Exercise task
Pick out and copy every line in the records below that contains the word "bell". Case counts.

Information supplied

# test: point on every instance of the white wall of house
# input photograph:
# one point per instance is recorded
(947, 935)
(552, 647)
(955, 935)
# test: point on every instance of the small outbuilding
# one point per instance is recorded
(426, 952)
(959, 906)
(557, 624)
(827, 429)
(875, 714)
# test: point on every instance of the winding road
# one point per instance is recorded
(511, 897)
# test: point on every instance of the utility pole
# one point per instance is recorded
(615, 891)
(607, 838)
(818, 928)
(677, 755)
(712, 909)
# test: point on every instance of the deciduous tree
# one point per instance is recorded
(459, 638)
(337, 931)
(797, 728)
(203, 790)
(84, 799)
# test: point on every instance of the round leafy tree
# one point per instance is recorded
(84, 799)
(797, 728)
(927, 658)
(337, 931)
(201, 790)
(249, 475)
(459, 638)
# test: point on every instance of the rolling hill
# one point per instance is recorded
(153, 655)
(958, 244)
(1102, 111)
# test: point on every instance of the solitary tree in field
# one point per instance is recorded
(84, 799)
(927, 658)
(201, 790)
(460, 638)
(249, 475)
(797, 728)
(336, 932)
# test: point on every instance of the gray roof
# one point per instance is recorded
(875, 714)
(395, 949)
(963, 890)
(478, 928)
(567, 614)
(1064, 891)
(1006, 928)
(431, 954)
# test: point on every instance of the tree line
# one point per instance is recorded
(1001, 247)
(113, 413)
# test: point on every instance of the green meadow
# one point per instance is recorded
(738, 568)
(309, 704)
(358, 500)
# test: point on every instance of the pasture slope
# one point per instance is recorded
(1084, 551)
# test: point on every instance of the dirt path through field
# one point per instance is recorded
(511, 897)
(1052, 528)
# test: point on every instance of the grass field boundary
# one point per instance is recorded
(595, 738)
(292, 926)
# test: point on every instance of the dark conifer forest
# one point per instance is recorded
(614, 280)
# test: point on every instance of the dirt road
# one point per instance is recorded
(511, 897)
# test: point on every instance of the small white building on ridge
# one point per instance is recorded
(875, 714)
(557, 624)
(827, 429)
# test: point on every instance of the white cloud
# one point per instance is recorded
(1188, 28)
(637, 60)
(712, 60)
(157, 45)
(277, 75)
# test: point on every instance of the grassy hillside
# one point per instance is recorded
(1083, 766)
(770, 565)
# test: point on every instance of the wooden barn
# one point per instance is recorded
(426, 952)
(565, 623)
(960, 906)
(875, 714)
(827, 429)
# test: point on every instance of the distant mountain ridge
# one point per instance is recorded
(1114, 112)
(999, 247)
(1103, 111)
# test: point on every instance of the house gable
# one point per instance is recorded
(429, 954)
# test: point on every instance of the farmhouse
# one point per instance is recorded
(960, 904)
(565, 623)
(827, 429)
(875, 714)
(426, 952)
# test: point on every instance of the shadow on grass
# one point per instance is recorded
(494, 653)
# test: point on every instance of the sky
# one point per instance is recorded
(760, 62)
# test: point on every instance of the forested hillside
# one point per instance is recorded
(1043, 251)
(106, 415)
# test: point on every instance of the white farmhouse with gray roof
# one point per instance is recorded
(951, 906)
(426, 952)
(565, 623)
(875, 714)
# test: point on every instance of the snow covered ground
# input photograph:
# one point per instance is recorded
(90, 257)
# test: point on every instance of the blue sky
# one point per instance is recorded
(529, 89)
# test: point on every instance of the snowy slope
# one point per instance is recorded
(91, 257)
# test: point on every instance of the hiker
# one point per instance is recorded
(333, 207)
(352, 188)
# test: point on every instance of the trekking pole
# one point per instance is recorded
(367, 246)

---

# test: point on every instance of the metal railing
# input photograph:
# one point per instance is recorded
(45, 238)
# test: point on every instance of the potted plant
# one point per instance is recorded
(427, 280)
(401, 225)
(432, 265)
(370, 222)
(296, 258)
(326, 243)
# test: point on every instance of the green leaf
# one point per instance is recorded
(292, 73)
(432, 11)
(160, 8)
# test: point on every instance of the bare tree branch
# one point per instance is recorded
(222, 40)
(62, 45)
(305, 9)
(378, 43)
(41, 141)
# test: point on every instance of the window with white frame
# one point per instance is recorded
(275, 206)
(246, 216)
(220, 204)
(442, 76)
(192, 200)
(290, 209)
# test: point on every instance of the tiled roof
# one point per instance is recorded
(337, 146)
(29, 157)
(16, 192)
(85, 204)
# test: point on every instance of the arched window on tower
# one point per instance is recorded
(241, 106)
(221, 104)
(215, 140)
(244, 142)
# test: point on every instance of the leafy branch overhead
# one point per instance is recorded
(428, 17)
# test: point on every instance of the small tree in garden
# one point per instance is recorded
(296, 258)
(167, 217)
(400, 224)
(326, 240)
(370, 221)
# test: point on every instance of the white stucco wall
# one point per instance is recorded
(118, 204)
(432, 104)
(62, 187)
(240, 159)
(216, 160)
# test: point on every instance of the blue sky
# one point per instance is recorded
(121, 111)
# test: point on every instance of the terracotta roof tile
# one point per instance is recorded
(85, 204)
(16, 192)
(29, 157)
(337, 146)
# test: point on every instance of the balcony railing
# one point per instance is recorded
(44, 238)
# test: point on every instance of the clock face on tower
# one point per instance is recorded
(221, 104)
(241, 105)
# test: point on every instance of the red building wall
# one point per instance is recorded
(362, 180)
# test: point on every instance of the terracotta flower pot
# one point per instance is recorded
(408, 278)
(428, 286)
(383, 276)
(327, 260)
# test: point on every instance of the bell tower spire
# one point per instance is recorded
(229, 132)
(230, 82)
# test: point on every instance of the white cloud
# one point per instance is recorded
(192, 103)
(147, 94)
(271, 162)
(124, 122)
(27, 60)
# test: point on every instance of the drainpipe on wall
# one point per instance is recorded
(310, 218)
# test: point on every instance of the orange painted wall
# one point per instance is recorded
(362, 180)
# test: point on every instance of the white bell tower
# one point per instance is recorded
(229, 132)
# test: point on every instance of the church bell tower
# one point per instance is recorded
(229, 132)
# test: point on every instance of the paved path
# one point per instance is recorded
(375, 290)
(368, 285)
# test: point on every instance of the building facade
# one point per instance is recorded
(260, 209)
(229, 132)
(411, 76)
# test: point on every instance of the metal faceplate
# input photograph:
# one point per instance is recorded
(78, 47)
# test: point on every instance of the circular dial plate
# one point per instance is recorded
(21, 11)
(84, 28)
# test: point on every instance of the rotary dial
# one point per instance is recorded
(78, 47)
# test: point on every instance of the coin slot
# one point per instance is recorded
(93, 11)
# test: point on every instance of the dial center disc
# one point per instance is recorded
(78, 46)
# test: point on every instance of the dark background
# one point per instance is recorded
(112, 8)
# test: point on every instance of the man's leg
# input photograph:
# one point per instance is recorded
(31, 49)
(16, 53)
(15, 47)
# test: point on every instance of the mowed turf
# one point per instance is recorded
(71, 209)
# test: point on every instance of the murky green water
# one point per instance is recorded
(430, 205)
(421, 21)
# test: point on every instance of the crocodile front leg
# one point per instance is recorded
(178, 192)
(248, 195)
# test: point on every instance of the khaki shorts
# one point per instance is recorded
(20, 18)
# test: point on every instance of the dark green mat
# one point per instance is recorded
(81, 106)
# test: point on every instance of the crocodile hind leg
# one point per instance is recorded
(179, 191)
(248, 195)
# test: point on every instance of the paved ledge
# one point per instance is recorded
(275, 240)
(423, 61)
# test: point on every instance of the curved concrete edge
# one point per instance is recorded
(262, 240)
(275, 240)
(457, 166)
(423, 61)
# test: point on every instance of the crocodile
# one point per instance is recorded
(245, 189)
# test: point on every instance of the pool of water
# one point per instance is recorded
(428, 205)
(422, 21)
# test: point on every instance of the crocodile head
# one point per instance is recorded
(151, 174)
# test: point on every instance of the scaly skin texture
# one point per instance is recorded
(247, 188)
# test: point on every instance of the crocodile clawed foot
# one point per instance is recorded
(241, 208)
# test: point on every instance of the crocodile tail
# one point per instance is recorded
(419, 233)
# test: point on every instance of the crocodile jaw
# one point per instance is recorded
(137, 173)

Task response
# test: point on every instance of the bell tower spire
# test: point on every instance of the white bell tower
# test: point on every instance of the church bell tower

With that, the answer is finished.